Return each of the following lines word for word, with no changes.

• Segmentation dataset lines
'''

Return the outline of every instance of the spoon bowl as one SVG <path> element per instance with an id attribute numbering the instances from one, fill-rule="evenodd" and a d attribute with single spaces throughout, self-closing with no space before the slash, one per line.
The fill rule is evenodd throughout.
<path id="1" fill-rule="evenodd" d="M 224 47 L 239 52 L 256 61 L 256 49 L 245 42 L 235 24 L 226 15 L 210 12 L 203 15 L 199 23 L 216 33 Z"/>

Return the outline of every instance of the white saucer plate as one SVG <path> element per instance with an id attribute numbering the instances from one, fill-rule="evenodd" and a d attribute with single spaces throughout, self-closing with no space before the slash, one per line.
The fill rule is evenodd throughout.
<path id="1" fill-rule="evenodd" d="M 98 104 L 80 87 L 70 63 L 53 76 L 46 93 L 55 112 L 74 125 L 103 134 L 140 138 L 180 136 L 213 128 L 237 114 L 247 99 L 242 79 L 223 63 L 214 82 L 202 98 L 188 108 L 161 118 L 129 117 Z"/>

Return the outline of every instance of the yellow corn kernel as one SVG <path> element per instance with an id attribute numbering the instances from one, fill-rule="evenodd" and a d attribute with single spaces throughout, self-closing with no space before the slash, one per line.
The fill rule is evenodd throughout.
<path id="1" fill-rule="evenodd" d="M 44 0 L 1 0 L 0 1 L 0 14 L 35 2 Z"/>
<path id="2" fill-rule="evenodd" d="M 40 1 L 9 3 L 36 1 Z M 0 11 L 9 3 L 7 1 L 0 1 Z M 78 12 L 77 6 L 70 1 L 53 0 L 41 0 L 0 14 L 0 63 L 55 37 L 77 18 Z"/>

'''

• SOLUTION
Return the outline of every instance of the spoon bowl as one SVG <path> element per instance with an id attribute numbering the instances from one, fill-rule="evenodd" and a d attribute with single spaces throughout, self-closing with no space before the slash, one per line.
The fill rule is evenodd throughout.
<path id="1" fill-rule="evenodd" d="M 224 47 L 239 52 L 256 61 L 256 49 L 245 42 L 235 24 L 226 15 L 210 12 L 203 15 L 199 23 L 216 33 Z"/>

Return the outline of every instance of the white saucer plate as one SVG <path> element per instance with an id attribute numbering the instances from one, fill-rule="evenodd" and a d attribute with single spaces throughout, self-closing with no space before the slash, one per line.
The fill rule is evenodd throughout.
<path id="1" fill-rule="evenodd" d="M 98 104 L 80 87 L 70 63 L 53 76 L 46 93 L 55 112 L 74 125 L 103 134 L 140 138 L 180 136 L 213 128 L 237 114 L 247 99 L 242 79 L 223 63 L 214 82 L 202 98 L 188 108 L 161 118 L 129 117 Z"/>

Return the outline of every instance of the yellow corn kernel as one SVG <path> element per instance with an id attribute numbering the instances from one, fill-rule="evenodd" and a d attribute with single spaces throughout, self-closing with no space before the slash, one per line.
The fill rule is evenodd throughout.
<path id="1" fill-rule="evenodd" d="M 44 0 L 1 0 L 0 1 L 0 14 L 35 2 Z"/>
<path id="2" fill-rule="evenodd" d="M 40 1 L 9 3 L 36 1 Z M 0 11 L 9 3 L 7 1 L 0 1 Z M 78 12 L 77 6 L 70 1 L 53 0 L 41 0 L 0 14 L 0 63 L 55 37 L 77 18 Z"/>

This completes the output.